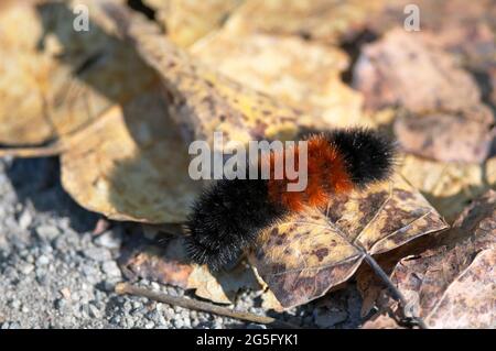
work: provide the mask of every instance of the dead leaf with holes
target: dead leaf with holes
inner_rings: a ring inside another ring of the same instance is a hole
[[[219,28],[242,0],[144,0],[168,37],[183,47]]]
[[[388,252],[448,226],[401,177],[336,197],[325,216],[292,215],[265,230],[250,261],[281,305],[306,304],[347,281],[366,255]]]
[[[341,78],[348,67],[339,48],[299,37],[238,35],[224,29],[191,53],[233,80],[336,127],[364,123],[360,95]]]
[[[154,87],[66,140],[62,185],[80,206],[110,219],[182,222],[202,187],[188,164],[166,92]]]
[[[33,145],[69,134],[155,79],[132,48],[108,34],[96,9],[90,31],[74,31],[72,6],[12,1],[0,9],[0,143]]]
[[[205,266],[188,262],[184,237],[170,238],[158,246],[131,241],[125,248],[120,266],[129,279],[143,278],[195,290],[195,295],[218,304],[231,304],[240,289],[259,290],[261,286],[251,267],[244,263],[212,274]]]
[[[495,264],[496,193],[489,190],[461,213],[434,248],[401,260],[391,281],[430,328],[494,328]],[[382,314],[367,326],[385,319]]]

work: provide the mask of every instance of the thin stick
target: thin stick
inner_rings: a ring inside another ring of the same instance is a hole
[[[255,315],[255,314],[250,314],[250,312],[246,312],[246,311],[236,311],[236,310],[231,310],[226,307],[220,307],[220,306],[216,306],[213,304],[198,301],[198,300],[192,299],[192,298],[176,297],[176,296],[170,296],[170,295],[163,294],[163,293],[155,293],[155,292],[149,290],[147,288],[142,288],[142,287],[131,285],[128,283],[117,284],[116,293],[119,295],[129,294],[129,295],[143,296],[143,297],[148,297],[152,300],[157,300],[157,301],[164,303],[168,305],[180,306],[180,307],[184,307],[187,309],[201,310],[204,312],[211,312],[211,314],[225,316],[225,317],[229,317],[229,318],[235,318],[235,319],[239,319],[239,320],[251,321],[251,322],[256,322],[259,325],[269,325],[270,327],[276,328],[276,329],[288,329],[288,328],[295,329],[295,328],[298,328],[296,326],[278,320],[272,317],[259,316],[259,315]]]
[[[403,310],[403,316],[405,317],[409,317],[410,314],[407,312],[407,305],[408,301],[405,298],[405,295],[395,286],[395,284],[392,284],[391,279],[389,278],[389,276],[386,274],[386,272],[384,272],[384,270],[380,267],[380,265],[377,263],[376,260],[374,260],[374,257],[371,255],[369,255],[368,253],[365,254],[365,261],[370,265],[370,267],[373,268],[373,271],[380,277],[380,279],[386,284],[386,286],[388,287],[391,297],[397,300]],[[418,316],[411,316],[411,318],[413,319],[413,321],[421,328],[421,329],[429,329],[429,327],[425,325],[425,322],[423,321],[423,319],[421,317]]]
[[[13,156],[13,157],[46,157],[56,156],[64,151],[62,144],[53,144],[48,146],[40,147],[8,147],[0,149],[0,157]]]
══════
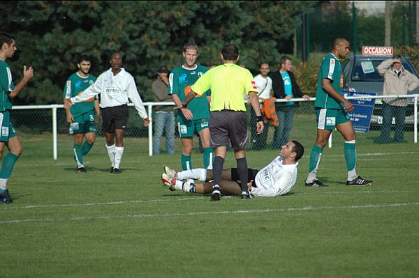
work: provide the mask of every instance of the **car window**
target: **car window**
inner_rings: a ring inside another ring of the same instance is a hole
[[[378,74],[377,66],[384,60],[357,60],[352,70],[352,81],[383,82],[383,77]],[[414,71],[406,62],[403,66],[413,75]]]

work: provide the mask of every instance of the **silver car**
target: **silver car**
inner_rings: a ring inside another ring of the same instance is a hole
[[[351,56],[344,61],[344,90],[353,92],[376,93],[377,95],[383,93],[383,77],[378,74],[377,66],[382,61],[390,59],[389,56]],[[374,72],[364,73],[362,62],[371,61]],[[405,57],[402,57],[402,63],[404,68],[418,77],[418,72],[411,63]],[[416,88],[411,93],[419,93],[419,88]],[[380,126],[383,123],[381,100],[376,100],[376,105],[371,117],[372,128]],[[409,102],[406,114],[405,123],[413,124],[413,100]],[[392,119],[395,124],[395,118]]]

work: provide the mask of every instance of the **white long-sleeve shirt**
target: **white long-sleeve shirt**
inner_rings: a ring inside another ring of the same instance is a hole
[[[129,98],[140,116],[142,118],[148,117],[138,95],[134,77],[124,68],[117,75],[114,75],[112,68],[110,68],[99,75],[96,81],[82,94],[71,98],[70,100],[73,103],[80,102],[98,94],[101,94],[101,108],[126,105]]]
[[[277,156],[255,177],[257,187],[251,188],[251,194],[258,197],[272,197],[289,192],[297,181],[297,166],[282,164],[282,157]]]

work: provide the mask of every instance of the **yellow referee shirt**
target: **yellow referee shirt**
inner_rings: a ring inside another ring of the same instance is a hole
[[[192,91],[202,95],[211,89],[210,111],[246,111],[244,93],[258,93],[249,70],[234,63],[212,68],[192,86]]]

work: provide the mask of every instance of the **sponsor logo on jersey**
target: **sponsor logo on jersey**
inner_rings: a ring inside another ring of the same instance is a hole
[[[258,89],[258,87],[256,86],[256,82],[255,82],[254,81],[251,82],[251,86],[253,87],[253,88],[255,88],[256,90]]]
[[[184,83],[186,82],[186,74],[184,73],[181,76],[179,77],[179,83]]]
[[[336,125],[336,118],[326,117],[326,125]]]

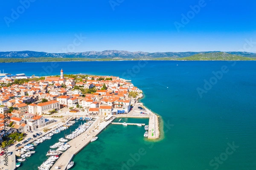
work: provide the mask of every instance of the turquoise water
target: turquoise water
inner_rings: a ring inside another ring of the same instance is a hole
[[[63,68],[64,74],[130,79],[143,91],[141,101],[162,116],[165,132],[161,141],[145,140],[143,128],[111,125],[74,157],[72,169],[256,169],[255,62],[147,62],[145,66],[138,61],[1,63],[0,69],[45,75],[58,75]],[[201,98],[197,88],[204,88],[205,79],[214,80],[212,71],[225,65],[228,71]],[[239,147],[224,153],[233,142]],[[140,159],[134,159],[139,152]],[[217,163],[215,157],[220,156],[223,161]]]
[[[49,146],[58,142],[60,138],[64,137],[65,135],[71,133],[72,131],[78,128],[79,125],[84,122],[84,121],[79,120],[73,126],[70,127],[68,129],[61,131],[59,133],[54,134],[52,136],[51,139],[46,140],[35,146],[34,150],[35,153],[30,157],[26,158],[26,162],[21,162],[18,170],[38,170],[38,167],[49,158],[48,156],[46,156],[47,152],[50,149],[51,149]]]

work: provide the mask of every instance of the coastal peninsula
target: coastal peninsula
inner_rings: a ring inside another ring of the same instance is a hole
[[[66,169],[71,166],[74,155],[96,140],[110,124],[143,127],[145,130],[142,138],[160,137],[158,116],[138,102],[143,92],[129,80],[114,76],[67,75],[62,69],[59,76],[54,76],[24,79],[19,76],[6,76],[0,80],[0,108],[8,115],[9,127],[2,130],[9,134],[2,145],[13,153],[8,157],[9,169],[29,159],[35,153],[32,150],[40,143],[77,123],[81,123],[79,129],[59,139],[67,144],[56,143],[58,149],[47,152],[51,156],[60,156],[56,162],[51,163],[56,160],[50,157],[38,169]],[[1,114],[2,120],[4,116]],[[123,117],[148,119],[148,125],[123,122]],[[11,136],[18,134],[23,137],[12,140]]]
══════
Directions for this task » Reproduce only the stretch of the listing from the line containing "work: provide the mask of every instance of the **sponsor" through the line containing "[[[336,125],[336,118],[326,117],[326,125]]]", with the requests included. Scale every outline coordinate in that stretch by 2.2 and round each to a whole number, rounding halves up.

Response »
work: provide the mask of every instance of the **sponsor logo on jersey**
target: **sponsor logo on jersey**
inner_rings: a ring inside another ring of the same instance is a hole
[[[568,196],[568,191],[563,189],[563,180],[561,180],[559,178],[552,180],[552,189],[557,191],[557,194],[561,194],[563,198]]]
[[[405,183],[409,180],[409,163],[405,161],[398,167],[394,169],[394,183]]]
[[[739,275],[739,260],[717,257],[717,275]]]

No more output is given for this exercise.